Pull out every line from the entries below that contains the string "tree", and copy each one unchanged.

## BEGIN

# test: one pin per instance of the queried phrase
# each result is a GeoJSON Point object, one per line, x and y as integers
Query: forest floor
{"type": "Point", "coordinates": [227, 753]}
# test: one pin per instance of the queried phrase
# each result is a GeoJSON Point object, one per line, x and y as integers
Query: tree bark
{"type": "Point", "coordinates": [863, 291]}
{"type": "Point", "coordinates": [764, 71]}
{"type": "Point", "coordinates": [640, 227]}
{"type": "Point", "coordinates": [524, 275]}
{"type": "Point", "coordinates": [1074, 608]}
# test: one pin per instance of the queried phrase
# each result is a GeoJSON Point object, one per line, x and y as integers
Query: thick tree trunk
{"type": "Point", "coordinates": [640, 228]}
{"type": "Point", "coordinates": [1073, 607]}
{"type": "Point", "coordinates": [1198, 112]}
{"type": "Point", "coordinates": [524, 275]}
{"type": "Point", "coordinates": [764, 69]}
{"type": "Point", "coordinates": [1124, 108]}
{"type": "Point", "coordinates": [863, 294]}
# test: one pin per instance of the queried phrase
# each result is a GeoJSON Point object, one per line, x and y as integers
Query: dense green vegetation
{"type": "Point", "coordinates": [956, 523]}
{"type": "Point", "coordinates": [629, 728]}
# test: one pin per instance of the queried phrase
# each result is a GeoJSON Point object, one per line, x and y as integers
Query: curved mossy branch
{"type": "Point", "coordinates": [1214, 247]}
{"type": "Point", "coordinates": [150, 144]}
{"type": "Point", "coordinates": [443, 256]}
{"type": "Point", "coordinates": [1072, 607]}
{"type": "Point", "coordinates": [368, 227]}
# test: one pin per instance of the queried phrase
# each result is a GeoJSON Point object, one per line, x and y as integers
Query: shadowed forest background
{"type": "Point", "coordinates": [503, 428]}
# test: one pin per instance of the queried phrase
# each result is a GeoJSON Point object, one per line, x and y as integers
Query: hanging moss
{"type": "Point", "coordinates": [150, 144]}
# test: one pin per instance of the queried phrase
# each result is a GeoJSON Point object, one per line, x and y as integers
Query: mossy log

## END

**Task solution:**
Query: tree bark
Query: thick tree trunk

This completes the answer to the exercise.